--- Data records ---

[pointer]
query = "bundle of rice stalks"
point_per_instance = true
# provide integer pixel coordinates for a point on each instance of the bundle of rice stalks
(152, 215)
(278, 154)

---

What is required:
Render every item above as a two-column CSV with the headers item_text and answer, one row per item. Enclose each value in double quotes and replace any line breaks with spaces.

Completed task:
item_text,answer
"[pointer] query = ""bundle of rice stalks"" point_per_instance = true # provide integer pixel coordinates for a point on each instance of the bundle of rice stalks","(152, 215) (278, 154)"